### Trecho citado
'''
A estréia bancária de Nilson Monteiro

O Banco da Poesia recebe mais um correntista ilustre, que demorou a chegar mas, com certeza, estará sempre por aqui a enriquecer sua conta poética. Orgulho-me por tê-lo como amigo e ter participado de sua formação profissional, como jornalista, no tempo em que ele, um jovem entusiasmado pela área, mostrava o seu talento numa experiência inovadora, o Novo Jornal, por mim editado em Londrina.

Nilson Monteiro nasceu em Presidente Bernardes, no interior de São Paulo, Aportou  em Curitiba ainda aos 10 anos de idade, por força da profissão do pai, que era representante comercial. Um ano e meio depois, por volta de 1964, mudou-se com a família para Londrina, onde se estabeleceu e pôde desenvolver seus estudos, dividindo-se entre os cursos de Letras e Literatura Francesa e Comunicações, na Universidade Estadual de Londrina .

O grande estímulo para ingressar na profissão veio através do jornalista e escritor Domingos Pellegrini, que o levou para o Diário de Londrina, de Edson Maschio, onde, ainda adolescente, foi responsável pela coluna “No Mundo Estudantil”.

Sempre pelas mãos de Pellegrini deu o passo seguinte, que o conduziu à redação do semanário Novo Jornal, ao lado de Marcelo Oikawa, Roldão Arruda e Carlos Eduardo Lourenço Jorge, no início da década de 1970.

O convite para ingressar na Folha de Londrina surgiu na sequência, por intermédio de Walmor Macarini, em 1973. Lá permaneceu por cerca de cinco anos, passando por diversas editorias, com ênfase para a de Cultura. Simultaneamente, desenvolvia trabalhos em rádio e televisão e fazia incursões no terreno da literatura, escrevendo contos e poemas. Passou também por agências de publicidade e ajudou a fundar a Cooperativa de Jornalistas do Paraná, que produzia o jornal Paraná Repórter.

Ainda em meados de 1970 fez parte da redação do lendário Panorama, uma experiência ousada capitaneada pelo empresário e ex-governador Paulo Pimentel, que teve vida breve, porém marcou  história no jornalismo paranaense. Após seu fechamento, Nilson foi para São Paulo, trabalhar no jornal Movimento, o principal porta-voz da esquerda no país à época da ditadura militar. Voltou depois para a Folha de Londrina, onde atuou como repórter especial e editor do Caderno de Cultura, angariando vários prêmios por reportagens que publicou.
'''
### Tarefa solicitada 1
Segundo o texto sobre Nilson Monteiro, em que cidade ele nasceu?
### Tarefa solicitada 2
Prossiga o texto sobre a trajetória de Nilson Monteiro, começando logo após a última frase dele.

### Trechos da listagem
'''
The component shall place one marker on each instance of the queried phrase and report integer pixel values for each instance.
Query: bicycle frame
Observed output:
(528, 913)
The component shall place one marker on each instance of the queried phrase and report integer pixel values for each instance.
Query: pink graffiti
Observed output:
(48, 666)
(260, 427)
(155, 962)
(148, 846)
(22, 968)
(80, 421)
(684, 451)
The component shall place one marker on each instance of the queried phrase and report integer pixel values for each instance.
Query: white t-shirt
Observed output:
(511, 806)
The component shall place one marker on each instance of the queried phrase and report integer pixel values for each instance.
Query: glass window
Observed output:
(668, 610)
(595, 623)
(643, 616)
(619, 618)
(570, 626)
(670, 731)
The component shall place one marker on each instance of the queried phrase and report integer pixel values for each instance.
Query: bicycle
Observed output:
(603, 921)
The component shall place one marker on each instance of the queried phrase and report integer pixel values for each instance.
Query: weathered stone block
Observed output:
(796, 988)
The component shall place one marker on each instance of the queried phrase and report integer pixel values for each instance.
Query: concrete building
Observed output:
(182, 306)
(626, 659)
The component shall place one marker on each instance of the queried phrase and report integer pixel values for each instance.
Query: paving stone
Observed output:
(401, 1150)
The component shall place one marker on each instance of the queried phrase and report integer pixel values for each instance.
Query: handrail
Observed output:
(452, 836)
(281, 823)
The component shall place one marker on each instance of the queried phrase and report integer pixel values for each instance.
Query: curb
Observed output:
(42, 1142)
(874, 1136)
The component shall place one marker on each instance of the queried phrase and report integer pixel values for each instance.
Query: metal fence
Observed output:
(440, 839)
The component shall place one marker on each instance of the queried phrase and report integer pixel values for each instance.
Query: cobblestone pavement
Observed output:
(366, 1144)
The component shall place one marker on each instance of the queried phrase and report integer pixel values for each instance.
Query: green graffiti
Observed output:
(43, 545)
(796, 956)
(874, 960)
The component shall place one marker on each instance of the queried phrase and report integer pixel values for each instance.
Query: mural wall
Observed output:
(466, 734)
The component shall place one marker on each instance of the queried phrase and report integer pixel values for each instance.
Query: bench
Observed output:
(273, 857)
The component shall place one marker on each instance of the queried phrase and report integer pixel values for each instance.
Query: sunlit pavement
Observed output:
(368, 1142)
'''
### Resposta escrita 1
Em Presidente Bernardes, no interior de São Paulo.

### Resposta escrita 2
Em 1986 transferiu-se para o jornal O Estado de São Paulo, depois para a Gazeta Mercantil, onde editou o Caderno Regional do Paraná e, finalmente, para a revista Isto É.

Nesse meio tempo continuou produzindo poemas e contos. O livro de poemas “Simples” foi editado em 1984. Depois vieram “Curitiba Vista por um Pé Vermelho”, editado pela Fundação Cultural de Curitiba, “Ferroeste, um novo Rumo para o Paraná”, “Itaipu, a Luz”, e, finalmente, “Madeira de Lei”, que narra a trajetória do empresário Miguel Zattar, um pioneiro na área da silvicultura, na condução das Indústrias João José Zattar S/A.

Atualmente lotado no gabinete do governador Beto Richa, Nilson fez assessoria de imprensa no Banco Regional de Desenvolvimento Econômico (BDRE), na Companhia de Habitação do Paraná – Cohapar – e na Associação Comercial do Paraná – ACP. Também assessorou o ex-governador José Richa em sua última campanha para o Senado, na década de 1990.

Seu trabalho recebe, neste momento de sua vida, reconhecimento público, ao ser diplomado como Cidadão Honorário do Paraná, título que receberá no próximo dia 20 de março.

Bem vindo, Nilson poeta, ao nosso Banco. (Cleto de Assis, con informações da Assessoria de Impnresa da Assembléia Legislativa do Paraná)

Impressões de viagem

(crônica a Neruda)

 
Onde andas, poeta, como fantasma
grunhindo as tábuas do convés?

Onde passeias, leve, pipa entre as cores
dos varais e das casas penduradas nas escarpas?

Onde choras, líquido, em meio
às ondas largas e geladas do Pacífico?

Onde, plantas, mágico, teu coração
nas pedras, gelatinas de ostras endurecidas?

Onde, esfarinhas, versejador, tua alma
em estrelas, uvas bêbadas, cafés franceses?

Onde, fincas, amante, as âncoras
na vida, feira livre, de teu povo?

Onde, espalhas, boiadeiro, as crinas
de teus cavalos, relinchos selvagens?

Onde, anjo, sem alas, sem religião,
feito de renda branca da cordilheira,
tateias a pele desses muros?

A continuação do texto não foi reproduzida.